● **INPUT**:
────────────────────

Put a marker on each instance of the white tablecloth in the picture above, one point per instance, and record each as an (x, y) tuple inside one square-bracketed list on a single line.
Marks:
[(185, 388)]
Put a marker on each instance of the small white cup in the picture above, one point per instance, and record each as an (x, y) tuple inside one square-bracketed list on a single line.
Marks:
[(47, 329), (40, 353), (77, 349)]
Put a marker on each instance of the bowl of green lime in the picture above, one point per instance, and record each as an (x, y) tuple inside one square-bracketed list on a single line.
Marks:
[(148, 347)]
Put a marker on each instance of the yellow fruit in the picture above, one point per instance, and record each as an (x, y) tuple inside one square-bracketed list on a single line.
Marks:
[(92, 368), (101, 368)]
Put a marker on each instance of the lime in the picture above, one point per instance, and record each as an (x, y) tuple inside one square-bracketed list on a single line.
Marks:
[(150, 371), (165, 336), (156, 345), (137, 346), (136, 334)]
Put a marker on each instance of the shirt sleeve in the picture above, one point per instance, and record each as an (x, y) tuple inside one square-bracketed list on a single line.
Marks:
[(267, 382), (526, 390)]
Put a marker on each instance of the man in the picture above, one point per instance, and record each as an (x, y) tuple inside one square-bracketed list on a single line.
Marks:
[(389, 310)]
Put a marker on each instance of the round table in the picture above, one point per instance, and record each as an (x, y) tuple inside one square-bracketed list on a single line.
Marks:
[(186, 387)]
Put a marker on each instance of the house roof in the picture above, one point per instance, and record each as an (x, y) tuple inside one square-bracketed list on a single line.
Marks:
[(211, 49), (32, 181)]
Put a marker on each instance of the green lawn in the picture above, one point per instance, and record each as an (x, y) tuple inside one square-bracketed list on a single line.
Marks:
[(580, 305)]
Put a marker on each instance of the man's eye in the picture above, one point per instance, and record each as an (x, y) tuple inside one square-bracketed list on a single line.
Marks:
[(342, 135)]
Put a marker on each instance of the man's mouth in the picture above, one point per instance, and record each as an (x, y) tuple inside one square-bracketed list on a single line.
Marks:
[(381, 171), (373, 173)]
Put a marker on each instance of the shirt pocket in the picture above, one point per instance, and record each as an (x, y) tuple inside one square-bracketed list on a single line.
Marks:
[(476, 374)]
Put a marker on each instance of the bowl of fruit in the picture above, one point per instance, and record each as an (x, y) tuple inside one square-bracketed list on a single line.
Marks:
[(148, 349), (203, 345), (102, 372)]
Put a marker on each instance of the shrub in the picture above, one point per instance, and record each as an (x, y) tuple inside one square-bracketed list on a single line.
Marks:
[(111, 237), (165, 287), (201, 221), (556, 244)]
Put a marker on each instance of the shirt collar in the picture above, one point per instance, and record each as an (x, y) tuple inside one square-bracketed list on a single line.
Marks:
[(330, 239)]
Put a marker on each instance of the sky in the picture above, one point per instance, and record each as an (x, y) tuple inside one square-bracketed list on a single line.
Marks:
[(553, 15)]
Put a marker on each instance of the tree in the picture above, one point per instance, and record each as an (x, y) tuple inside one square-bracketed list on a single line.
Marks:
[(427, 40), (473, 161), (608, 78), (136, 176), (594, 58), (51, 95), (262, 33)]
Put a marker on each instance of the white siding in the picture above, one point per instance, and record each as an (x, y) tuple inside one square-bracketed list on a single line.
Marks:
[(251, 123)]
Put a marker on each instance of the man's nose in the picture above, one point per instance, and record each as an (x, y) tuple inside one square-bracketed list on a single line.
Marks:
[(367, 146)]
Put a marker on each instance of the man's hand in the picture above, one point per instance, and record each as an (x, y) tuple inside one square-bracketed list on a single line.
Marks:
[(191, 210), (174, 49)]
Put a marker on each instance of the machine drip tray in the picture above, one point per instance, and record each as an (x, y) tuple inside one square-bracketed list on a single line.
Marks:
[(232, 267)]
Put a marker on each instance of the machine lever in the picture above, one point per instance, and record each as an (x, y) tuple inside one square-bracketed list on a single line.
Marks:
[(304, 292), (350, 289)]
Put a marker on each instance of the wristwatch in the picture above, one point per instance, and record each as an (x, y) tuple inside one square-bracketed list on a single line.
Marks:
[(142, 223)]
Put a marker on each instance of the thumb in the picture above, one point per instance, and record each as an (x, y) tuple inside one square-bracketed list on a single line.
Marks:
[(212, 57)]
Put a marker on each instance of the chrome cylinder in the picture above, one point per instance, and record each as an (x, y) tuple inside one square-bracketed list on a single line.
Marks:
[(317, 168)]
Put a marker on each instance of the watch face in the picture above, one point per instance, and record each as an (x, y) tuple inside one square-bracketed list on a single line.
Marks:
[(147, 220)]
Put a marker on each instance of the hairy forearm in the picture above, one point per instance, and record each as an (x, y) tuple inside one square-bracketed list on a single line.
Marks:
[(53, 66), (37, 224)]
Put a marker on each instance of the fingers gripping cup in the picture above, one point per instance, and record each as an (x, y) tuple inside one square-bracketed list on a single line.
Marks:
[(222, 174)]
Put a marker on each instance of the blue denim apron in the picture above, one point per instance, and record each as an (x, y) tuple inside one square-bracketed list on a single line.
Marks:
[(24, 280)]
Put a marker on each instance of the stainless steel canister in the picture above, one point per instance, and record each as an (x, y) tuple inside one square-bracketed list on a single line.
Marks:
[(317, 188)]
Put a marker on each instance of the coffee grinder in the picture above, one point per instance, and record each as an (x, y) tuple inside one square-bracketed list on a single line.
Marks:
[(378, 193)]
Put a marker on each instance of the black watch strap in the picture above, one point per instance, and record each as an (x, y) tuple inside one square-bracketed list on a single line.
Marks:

────────────────────

● **EXERCISE OBJECTIVE**:
The lines above should be printed again, exactly as they are.

● **RESPONSE FOR THIS EXERCISE**:
Put a marker on each instance of the white tablecloth in the picture above, one point per instance, and record each as an (x, y) tuple inside one square-bracketed list on a single line.
Marks:
[(185, 388)]
Put a marker on each instance of the small white cup in the picture above, one point per instance, and record each as an (x, y) tuple inside one square-bracketed list on a single line.
Marks:
[(47, 329), (40, 353), (77, 349)]
Put a marker on each instance of the bowl of green lime in the picture above, one point per instance, and record each as an (x, y) tuple inside one square-bracketed list on a single line.
Marks:
[(148, 347)]
Put a marker on each instance of the yellow fruit in the picture above, one point per instance, and record each as an (x, y) tuple inside one square-bracketed list on a single line.
Marks:
[(92, 368), (101, 368)]
Put a marker on each instance of the lime in the picture above, one point per instance, and record each as an (x, y) tuple inside one square-bracketed list on a single line.
Marks:
[(150, 371), (165, 336), (156, 345), (137, 346), (136, 334)]
Put a marker on each instance of the shirt sleeve in the picture above, one point per instance, and record each as an (x, y) tuple inside one square-bracketed list on a single line.
Marks:
[(267, 382), (526, 390)]
Put a marker on each instance of the man in the picture above, one point per instance, and record each as an (x, y) tuple inside one square-bracketed list on a single line.
Marks:
[(389, 310)]
Put a marker on each instance of the round table in the picture above, one point per instance, and record each as an (x, y) tuple inside one square-bracketed list on a single line.
Marks:
[(186, 387)]
Put a marker on each instance of the house roof in the picture above, one point per instance, and record each as an (x, y) tuple inside one square-bracketed list on a single line.
Marks:
[(211, 49), (32, 181)]
Put a marker on each instance of the green lawn in the picture above, one point per instance, and record each as an (x, y) tuple inside one square-bracketed list on a single line.
Marks:
[(580, 305)]
Put a marker on each instance of the man's eye in the picture above, one point per instance, and record each as an (x, y) tuple inside one square-bracketed list on a single line.
Marks:
[(342, 135)]
Put a marker on each instance of the man's mouth in the picture above, one point per instance, and record each as an (x, y) tuple inside one square-bracketed list on a single line.
Marks:
[(381, 171), (373, 173)]
Put a marker on each instance of the shirt pocket in the picture above, one point per instance, and record each as an (x, y) tuple inside one square-bracketed list on a single line.
Marks:
[(476, 374)]
Put a marker on each instance of the bowl of fruit in the picture above, one point per instance, and record each as an (x, y) tuple inside one square-bracketed list on a single line.
Marks:
[(148, 349), (203, 345), (102, 372)]
Put a marker on each instance of the shrub in the picture above, one point per instance, and record each as an (x, y) tuple inside one square-bracketed list on a single line.
Marks:
[(111, 237), (165, 287), (201, 221), (556, 244)]
Put a marker on each instance of the shirt collar in the picture above, one point per instance, and record each as an (x, y) tuple inside one square-bracketed list on a single line.
Marks:
[(330, 239)]
Put a marker on each instance of the sky in the picture above, one point per instance, and record each as an (x, y) tuple inside one square-bracketed list on a single line.
Marks:
[(553, 15)]
Put a marker on each instance of the tree in the picture above, one point per instance, and record each as an (x, y) tuple inside one square-bracketed list on a single line.
Marks:
[(427, 40), (473, 161), (608, 78), (136, 176), (594, 58), (51, 95), (262, 33)]
Put a marker on each instance of the white siding in the picture above, one point per instance, and record each as an (x, y) tuple inside one square-bracketed list on a single line.
Marks:
[(251, 123)]
Put a marker on each instance of the man's nose in the picture above, one point per instance, and record each as an (x, y) tuple inside one square-bracketed list on a single line.
Marks:
[(367, 146)]
Put a marker on each instance of the man's hand in the picture above, one point per instance, and record each as an (x, y) tuple inside one square-bracketed list on a single line.
Marks:
[(191, 210), (174, 49)]
Put a marker on each instance of the machine drip tray in the picture above, one point per instance, and record each as an (x, y) tuple inside one square-bracketed list on a single line.
Marks:
[(232, 267)]
Put a marker on each instance of the machine lever in the picture above, one point per instance, and record each as an (x, y) tuple inside one square-bracketed list on a single line.
Marks:
[(304, 292), (350, 289)]
Put a marker on each instance of the wristwatch in the picture above, one point per instance, and record each as an (x, y) tuple inside one square-bracketed list on a single line.
Marks:
[(142, 223)]
Put a marker on each instance of the thumb in the picture above, one point per instance, and record each as an (x, y) tuple inside one square-bracketed list on a single line.
Marks:
[(212, 57)]
Put a marker on each instance of the chrome cylinder in the picture above, one point per instance, and record each as an (x, y) tuple inside one square-bracketed list on a single line.
Marks:
[(317, 168)]
Put a marker on each instance of the watch face in the picture above, one point per instance, and record each as an (x, y) tuple inside one square-bracketed list on a single line.
Marks:
[(147, 220)]
Put a marker on each instance of the hairy forearm in the picture above, one point per instance, and record each as an (x, y) tuple inside one square-bracketed list on a single line.
Marks:
[(53, 66), (37, 224)]
Put a marker on each instance of the fingers gripping cup in the picture above, one point per instance, and record each as an (x, y) tuple inside one square-bracketed list on a single line.
Marks:
[(222, 174)]
Put a marker on each instance of the blue denim apron in the picture above, one point per instance, and record each as an (x, y) tuple inside one square-bracketed list on a single line.
Marks:
[(24, 280)]
Put a marker on each instance of the stainless steel canister in the picture above, one point per instance, and record each as an (x, y) tuple inside one square-bracketed list on a single line.
Marks:
[(317, 188)]
Put a marker on each instance of the coffee grinder in the picture above, one point per instance, and record each as an (x, y) tuple inside one square-bracketed list on a single line.
Marks:
[(378, 193)]
Put a marker on each instance of the black watch strap in the picture above, one point per instance, and record each as an (x, y) tuple inside one square-bracketed list on a single line.
Marks:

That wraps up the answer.